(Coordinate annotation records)
◇ ◇ ◇ ◇ ◇ ◇ ◇
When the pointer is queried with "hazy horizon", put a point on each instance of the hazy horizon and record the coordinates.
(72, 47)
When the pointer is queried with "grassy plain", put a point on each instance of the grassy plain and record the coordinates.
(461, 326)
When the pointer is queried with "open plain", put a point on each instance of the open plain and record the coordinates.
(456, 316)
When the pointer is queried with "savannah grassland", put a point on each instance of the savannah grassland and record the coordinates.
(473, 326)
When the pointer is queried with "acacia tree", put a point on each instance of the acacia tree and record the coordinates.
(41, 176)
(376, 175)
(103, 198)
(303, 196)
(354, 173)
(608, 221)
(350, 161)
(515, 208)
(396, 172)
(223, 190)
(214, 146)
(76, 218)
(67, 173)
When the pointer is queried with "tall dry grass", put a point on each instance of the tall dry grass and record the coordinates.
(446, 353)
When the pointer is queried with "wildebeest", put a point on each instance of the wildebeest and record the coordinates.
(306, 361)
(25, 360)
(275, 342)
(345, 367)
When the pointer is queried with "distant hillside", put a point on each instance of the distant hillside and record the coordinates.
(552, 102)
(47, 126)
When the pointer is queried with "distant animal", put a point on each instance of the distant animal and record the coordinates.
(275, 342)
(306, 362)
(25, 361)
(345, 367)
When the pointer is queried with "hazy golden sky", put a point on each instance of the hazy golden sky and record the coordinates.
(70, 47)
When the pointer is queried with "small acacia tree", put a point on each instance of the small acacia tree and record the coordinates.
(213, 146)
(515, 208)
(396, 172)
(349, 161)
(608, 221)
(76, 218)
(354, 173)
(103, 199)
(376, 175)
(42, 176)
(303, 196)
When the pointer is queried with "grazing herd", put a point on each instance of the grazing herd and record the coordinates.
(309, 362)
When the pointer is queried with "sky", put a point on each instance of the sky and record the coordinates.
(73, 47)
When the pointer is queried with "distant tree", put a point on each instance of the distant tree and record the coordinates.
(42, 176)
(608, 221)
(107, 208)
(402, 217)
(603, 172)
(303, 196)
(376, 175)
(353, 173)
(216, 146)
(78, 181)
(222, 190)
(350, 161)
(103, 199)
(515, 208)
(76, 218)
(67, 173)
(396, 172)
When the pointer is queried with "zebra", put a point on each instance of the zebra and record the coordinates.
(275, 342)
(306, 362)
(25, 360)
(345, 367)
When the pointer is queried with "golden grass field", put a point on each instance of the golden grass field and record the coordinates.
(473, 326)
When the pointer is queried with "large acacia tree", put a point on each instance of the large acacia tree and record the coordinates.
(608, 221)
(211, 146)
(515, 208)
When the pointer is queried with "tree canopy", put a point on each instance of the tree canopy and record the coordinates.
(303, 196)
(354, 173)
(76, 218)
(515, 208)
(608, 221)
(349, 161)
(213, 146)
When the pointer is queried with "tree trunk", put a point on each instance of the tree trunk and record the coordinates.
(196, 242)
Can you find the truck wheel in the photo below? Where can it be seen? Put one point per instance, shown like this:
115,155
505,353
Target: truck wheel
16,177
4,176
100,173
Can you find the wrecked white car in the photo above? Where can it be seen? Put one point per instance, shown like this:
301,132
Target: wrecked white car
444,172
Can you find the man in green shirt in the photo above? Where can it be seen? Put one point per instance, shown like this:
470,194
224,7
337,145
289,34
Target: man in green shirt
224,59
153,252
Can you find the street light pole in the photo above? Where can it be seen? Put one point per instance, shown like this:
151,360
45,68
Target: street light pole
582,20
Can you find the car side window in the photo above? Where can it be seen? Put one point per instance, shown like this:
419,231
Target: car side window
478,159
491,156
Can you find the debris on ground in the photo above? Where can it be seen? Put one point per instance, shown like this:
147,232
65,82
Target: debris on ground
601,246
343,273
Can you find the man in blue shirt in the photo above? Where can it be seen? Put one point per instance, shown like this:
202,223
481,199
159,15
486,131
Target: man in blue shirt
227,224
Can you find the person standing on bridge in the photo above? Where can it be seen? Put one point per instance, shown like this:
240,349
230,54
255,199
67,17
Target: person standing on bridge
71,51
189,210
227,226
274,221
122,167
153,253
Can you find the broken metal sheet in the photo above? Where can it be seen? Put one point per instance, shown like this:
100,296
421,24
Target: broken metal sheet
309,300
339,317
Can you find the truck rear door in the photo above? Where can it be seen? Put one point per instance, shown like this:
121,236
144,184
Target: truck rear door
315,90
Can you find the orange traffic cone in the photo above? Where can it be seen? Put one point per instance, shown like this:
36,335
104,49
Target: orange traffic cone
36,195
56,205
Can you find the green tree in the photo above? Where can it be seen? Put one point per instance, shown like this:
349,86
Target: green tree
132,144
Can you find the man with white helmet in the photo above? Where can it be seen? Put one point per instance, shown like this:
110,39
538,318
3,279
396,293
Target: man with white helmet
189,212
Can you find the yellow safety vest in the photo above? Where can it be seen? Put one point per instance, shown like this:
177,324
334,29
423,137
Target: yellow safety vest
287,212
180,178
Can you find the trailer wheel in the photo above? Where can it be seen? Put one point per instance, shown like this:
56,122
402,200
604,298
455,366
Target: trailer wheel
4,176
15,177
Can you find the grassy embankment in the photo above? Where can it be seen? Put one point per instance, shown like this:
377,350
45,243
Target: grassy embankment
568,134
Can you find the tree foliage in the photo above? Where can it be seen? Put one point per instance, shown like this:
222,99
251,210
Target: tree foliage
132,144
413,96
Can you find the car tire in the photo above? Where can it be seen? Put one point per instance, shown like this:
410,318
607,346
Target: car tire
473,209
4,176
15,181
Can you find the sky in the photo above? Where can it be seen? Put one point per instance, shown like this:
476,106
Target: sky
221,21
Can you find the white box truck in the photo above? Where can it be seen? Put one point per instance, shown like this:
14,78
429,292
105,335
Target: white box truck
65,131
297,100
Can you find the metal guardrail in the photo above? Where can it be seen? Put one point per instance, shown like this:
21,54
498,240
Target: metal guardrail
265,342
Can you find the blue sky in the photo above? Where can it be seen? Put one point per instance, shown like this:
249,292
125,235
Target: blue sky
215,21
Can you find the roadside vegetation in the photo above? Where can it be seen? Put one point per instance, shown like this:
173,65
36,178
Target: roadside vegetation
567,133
◇ ◇ ◇ ◇ ◇ ◇ ◇
Direction —
Output all records verbatim.

Answer to the problem —
When the pointer is queried with "hazy horizon", put a point on each instance of the hazy horizon and record the coordinates.
(72, 47)
When the pointer is queried with "grassy plain", put a point on each instance of the grassy plain and record the coordinates.
(461, 326)
When the pointer is queried with "open plain", put a point on each instance of the open plain and record the coordinates.
(456, 316)
When the pointer is queried with "savannah grassland", put a point on each instance of the savannah grassland and record the coordinates.
(473, 326)
When the pointer is queried with "acacia tree", put a point on each instance of the acacia tree and record the coordinates.
(41, 176)
(376, 175)
(103, 198)
(303, 196)
(354, 173)
(608, 221)
(350, 161)
(515, 208)
(396, 172)
(223, 190)
(214, 146)
(76, 218)
(67, 173)
When the pointer is queried with "tall dry grass", put a point on each instance of the tall dry grass and record the coordinates.
(446, 353)
When the pointer is queried with "wildebeest", put a point on each instance of the wildebeest and record the coordinates.
(306, 361)
(25, 360)
(275, 342)
(345, 367)
When the pointer is queried with "distant hillside", put a point on each instance of the distant hillside and record the coordinates.
(552, 102)
(47, 126)
When the pointer is queried with "distant animal", put a point on each instance of the distant animal and record the coordinates.
(275, 342)
(306, 362)
(25, 361)
(345, 367)
When the pointer is queried with "hazy golden sky", put a point on each instance of the hazy golden sky and record the coordinates.
(70, 47)
When the pointer is queried with "small acacia tree", put a point on each instance of the small acacia tree and record the coordinates.
(213, 146)
(515, 208)
(396, 172)
(349, 161)
(608, 221)
(76, 218)
(354, 173)
(103, 199)
(376, 175)
(42, 176)
(303, 196)
When the pointer is queried with "grazing herd", put a point on each instance of the grazing herd and record the coordinates.
(309, 362)
When the pointer is queried with "sky", put a point on each instance of the sky and record the coordinates.
(73, 47)
When the pointer is queried with "distant tree", put a point on each instance of the distant tree and record the coordinates.
(42, 176)
(608, 221)
(107, 208)
(402, 217)
(603, 172)
(303, 196)
(376, 175)
(353, 173)
(216, 146)
(78, 181)
(222, 190)
(350, 161)
(103, 199)
(515, 208)
(76, 218)
(67, 173)
(396, 172)
When the pointer is queried with "zebra", put a point on each instance of the zebra and record the coordinates.
(275, 342)
(306, 362)
(25, 360)
(345, 367)
When the pointer is queried with "golden grass field", put a point on each instance of the golden grass field and record the coordinates.
(473, 326)
When the pointer is queried with "large acacia tree", put a point on each instance of the large acacia tree and record the coordinates.
(608, 221)
(211, 146)
(515, 208)
When the pointer is queried with "tree canopy", put a point on each instance of the tree canopy and record the coordinates.
(303, 196)
(354, 173)
(76, 218)
(515, 208)
(608, 221)
(349, 161)
(213, 146)
When the pointer is queried with "tree trunk", put a point on each instance of the tree trunk and record the coordinates.
(196, 242)
Can you find the truck wheel in the photo below? Where can it be seen? Put one point per instance, shown like this:
115,155
505,353
Target: truck wheel
16,177
4,176
100,173
Can you find the wrecked white car in the photo above? Where can it be seen? Put one point per instance, shown like this:
301,132
Target: wrecked white car
444,172
Can you find the man in green shirt in the photo above? Where can it be seen? Put one point per instance, shown like this:
470,194
224,7
337,145
289,34
Target: man in green shirt
224,59
153,252
Can you find the street light pole in the photo above? Where can it be seen? Put one point per instance, shown like this:
151,360
45,68
Target: street light pole
582,20
Can you find the car side window in the photo above? Where can it be seen? Put one point per instance, shown like this:
419,231
Target: car side window
478,159
491,156
Can you find the debris on ground in the photo above? Where can it be seen? Put one point per instance, shown like this:
147,232
65,82
Target: debris on ground
601,246
343,273
Can you find the man in blue shirt in the photo above? Where can it be seen? Put one point per instance, shown like this:
202,223
481,199
159,15
486,131
Target: man in blue shirt
227,224
Can you find the person standing on bridge in the photo above? Where can it be seen? Put one point per instance, shown like this:
240,349
230,54
255,199
67,17
Target: person standing on bridge
71,51
189,210
227,226
274,221
122,167
153,253
Can you find the broken metal sheet in the photo above? Where can it be seen? Put one point per instance, shown like this:
100,296
421,24
Target: broken metal sheet
309,300
339,317
Can you find the truck rear door in the photo above? Where can it be seen? Put one point per instance, shown like this:
121,236
144,184
Target: truck rear door
315,90
Can you find the orange traffic cone in the photo above? Where can it be seen? Put one point per instance, shown like this:
36,335
104,49
Target: orange traffic cone
36,195
56,205
Can you find the green tree in the photo above? Where can it be seen? Put one point per instance, shown like this:
349,86
Target: green tree
132,144
Can you find the man with white helmet in the photo above? Where can it be seen? Put one point per instance, shown like this:
110,39
538,318
3,279
396,293
Target: man with white helmet
189,212
Can you find the yellow safety vest in the photo above? Where can it be seen? Put one point per instance, shown like this:
177,324
334,29
423,137
Target: yellow safety vest
287,212
180,178
Can you find the trailer wheel in the photo above? Where can it be seen? Put one point per instance, shown like this:
56,122
402,200
604,298
455,366
Target: trailer wheel
4,176
15,177
Can you find the grassy embankment in the photo above? Where can it be seen? Put one point per instance, shown like this:
377,350
45,243
Target: grassy embankment
568,134
Can you find the tree foliage in the photo above? Where can it be seen? Put one point per instance, shown like this:
222,99
251,210
Target: tree foliage
132,144
413,96
Can you find the car tire in the photo above? Where can it be seen? Put one point per instance, shown like this:
410,318
607,346
Target: car tire
473,209
4,176
15,181
Can you find the sky in the photo above? Where can it be seen? Put one point per instance, shown like this:
476,106
Target: sky
221,21
Can you find the white box truck in the photo above? Where can it be seen? Put one point per instance, shown like this:
14,78
429,292
105,335
Target: white box truck
65,131
297,100
Can you find the metal guardrail in the photo above? Where can it be seen? Put one point per instance, shown like this:
21,54
498,240
Target: metal guardrail
265,342
Can you find the blue sky in the photo above? Where can it be seen? Put one point per instance, shown like this:
249,292
125,235
Target: blue sky
215,21
Can you find the roadside vegetation in the photo above? Where can it be seen? Put one point per instance, shown like this:
173,65
36,178
Target: roadside vegetation
567,133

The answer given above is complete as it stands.